The Death of the Barista and the Birth of the Community
We’ve spent two days recently at the newly revamped and relaunched Caffe Culture show at The Business Design Centre in Islington. It was a fantastic rebirth onto the coffee calendar after being absent for 2017.
Over the course of the show, we talked to hundreds of potential coffee shop owners, discovered some new and exciting suppliers, as well as catching up with some old friends.
Both Claire & I were onstage talking about how to find the perfect site to open a coffee shop and the 13 reasons why coffee shops fail. We also spent time on the Boughton’s Coffee House Magazine stand, supporting their pop-up advice centre.
In between, we caught as many presentations as we could, delivered by a who’s who of the UK coffee scene.
The first order of proceedings was about “The Death of the Barista“.
Or the death of the barista caused by the development of automation where coffee machines can regulate all the variable temperatures, pressures, weights, and grind, without human intervention, to produce a consistently good cup of coffee.
The panel was hosted by the titans of the coffee industry; Nick Maby of Q Graders Coffee and Maxwell Colona Dashwood of Colona Coffee.
After a lively discussion, all parties came to an agreement that:
- Automation will improve the quality and consistency of coffee produced by the typical busy cafe, so making the barista able to deliver a higher quality cup of coffee.
- The role of a barista in a speciality coffee shop will evolve. They will be like a concert violinist playing a Stradivarius and be able to fine tune the coffee shot like never before, able to control and analyse every aspect of the extraction process immediately.

Entries provided
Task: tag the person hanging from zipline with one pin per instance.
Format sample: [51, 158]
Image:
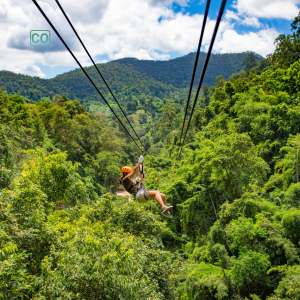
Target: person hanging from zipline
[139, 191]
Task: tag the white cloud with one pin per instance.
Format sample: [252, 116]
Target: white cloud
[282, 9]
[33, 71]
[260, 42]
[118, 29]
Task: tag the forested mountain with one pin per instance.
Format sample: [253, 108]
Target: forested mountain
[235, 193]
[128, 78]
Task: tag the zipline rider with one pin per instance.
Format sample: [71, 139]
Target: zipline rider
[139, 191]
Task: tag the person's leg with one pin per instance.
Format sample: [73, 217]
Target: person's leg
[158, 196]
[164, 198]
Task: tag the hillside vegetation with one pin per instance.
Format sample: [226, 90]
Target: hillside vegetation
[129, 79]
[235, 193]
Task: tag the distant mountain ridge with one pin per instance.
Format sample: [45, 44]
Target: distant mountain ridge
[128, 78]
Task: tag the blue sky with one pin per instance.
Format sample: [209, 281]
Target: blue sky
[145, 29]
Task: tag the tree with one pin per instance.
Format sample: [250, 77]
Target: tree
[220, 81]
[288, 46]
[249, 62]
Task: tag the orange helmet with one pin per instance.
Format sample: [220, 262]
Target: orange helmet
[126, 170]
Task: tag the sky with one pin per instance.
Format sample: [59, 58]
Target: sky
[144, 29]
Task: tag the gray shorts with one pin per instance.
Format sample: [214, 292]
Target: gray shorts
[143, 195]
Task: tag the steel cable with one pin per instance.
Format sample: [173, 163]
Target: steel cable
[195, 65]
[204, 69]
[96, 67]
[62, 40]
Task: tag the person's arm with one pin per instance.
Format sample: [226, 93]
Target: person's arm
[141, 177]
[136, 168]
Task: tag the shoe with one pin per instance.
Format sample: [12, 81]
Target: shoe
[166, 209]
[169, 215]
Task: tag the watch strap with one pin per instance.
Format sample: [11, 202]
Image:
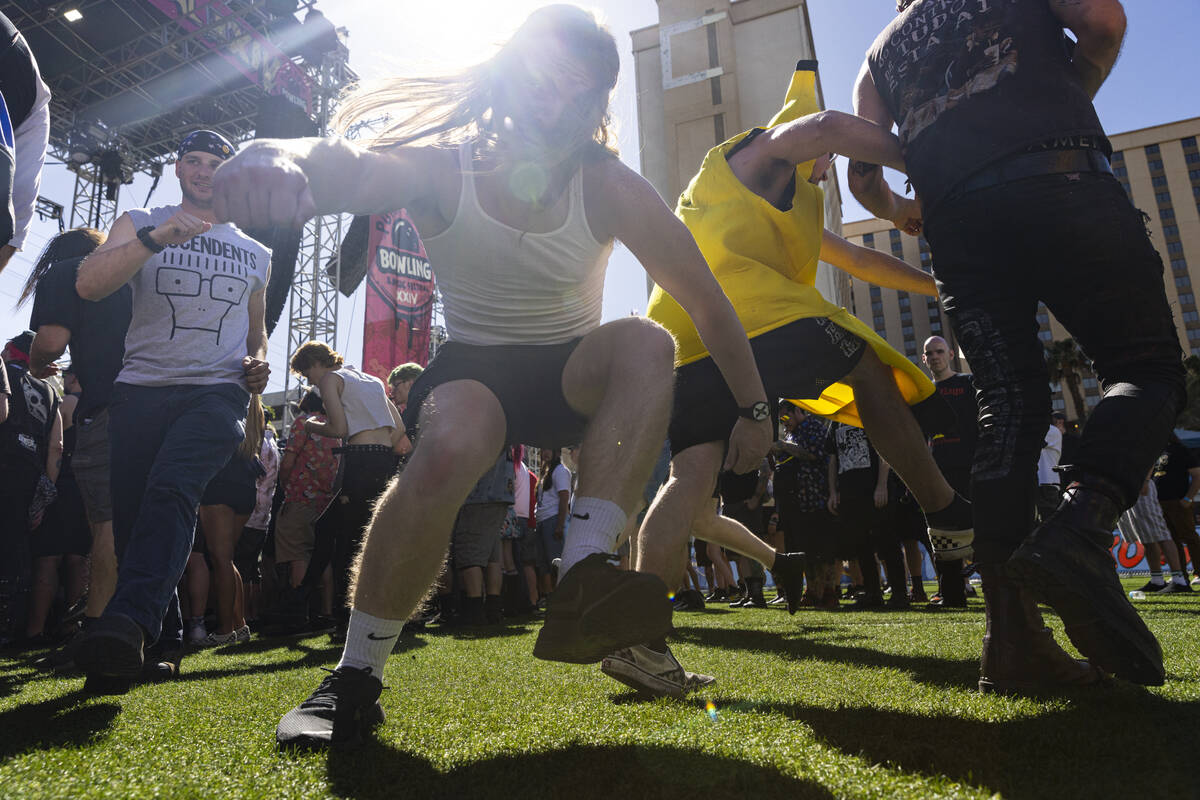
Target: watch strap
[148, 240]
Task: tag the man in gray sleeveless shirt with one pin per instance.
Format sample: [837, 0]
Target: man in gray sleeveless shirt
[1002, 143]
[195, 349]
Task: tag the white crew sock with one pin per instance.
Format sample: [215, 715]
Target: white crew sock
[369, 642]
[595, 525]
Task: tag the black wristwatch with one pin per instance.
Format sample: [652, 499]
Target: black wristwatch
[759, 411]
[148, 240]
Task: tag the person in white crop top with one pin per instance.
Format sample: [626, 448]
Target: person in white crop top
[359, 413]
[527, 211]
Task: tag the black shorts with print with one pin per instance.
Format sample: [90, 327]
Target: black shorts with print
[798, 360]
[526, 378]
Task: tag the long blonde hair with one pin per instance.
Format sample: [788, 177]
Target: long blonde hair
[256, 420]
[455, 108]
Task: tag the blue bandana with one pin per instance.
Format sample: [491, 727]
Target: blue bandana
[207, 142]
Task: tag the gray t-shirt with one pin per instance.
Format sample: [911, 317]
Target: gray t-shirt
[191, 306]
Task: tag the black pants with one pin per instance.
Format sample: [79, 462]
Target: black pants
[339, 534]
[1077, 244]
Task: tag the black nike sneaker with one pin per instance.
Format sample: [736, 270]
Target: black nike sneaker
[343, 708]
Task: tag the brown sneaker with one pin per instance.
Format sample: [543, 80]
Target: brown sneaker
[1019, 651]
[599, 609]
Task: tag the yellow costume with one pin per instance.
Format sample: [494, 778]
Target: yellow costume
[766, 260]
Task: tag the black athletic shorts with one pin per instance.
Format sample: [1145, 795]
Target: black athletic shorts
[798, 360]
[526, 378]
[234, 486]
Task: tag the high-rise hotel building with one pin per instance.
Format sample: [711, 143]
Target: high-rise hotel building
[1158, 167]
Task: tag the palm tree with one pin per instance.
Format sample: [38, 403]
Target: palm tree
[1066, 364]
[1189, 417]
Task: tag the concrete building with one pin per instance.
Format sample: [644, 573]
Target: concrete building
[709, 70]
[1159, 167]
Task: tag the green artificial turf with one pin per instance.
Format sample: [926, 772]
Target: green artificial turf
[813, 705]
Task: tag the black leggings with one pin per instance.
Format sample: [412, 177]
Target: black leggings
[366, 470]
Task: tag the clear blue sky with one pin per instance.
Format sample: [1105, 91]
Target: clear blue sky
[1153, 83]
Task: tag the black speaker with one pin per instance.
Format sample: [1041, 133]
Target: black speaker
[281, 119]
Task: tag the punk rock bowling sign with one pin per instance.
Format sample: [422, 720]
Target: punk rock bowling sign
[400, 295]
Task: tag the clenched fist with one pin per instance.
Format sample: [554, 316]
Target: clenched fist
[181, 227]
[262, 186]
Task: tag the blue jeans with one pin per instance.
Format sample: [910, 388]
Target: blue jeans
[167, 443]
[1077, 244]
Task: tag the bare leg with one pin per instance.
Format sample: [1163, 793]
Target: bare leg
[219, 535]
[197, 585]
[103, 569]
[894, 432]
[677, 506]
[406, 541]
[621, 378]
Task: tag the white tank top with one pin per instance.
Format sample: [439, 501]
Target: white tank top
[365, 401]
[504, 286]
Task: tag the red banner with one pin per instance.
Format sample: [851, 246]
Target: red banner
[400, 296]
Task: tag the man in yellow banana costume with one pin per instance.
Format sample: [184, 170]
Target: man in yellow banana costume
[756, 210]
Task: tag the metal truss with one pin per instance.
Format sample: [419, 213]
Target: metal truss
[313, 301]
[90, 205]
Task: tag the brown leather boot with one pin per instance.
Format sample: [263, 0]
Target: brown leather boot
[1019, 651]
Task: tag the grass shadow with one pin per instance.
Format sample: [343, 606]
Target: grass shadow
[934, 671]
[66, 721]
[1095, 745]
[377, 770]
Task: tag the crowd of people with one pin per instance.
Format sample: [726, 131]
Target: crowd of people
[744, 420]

* * *

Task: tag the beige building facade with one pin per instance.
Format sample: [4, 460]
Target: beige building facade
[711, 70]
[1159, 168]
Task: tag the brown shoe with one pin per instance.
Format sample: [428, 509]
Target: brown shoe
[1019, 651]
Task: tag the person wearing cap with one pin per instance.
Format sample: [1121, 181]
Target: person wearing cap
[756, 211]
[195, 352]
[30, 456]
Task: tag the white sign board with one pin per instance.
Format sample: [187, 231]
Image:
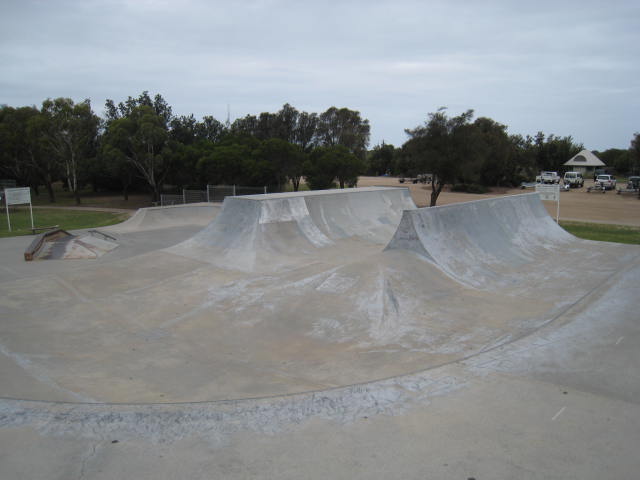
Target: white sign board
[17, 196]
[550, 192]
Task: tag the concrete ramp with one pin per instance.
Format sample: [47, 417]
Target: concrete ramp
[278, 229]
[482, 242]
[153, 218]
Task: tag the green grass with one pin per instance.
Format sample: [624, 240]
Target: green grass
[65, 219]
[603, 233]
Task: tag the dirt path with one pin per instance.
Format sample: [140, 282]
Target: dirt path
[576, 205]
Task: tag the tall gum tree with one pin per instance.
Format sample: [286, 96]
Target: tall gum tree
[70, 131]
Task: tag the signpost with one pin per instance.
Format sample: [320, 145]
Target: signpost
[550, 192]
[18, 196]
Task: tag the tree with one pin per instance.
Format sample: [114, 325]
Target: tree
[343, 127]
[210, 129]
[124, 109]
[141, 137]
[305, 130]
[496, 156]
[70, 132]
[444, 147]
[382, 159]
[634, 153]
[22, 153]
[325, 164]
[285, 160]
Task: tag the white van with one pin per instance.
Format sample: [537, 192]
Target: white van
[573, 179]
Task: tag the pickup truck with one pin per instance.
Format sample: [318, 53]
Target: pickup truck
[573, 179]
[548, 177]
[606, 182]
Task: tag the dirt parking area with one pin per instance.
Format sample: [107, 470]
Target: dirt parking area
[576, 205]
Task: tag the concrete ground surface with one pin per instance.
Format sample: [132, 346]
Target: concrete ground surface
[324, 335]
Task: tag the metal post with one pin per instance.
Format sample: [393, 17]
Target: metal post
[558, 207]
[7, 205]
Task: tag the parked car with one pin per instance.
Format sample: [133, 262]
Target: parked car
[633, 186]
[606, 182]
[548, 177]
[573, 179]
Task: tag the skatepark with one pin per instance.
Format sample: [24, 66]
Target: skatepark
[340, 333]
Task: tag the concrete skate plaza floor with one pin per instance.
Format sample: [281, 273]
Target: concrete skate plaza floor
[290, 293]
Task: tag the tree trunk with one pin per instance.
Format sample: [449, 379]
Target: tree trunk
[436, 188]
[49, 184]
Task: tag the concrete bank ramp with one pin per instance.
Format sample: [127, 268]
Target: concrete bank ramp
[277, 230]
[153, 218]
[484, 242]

...

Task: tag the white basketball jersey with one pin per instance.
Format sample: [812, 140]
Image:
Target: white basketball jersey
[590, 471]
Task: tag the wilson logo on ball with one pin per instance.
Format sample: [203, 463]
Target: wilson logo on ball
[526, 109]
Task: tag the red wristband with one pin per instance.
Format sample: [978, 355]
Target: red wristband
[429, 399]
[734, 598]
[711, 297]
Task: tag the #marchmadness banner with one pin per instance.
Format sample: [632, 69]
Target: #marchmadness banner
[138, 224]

Instructions
A. Rewrite the paragraph in the Caffe Culture article that begins "Both Claire & I were onstage" as a short list that keeps its main facts.
B. Write out everything in the Caffe Culture article from "Or the death" down to "of Colona Coffee.", word for word.
C. In the Caffe Culture article, who hosted the panel on "The Death of the Barista"?
The data comes from a separate source.

Answers given
A.
- Claire and the writer spoke onstage on finding the perfect site for a coffee shop.
- They also covered the 13 reasons why coffee shops fail.
- They spent time on the Boughton's Coffee House Magazine stand, supporting its pop-up advice center.

B.
Or the death of the barista caused by the development of automation where coffee machines can regulate all the variable temperatures, pressures, weights, and grind, without human intervention, to produce a consistently good cup of coffee.
The panel was hosted by the titans of the coffee industry; Nick Maby of Q Graders Coffee and Maxwell Colona Dashwood of Colona Coffee.

C. Nick Maby of Q Graders Coffee and Maxwell Colona Dashwood of Colona Coffee.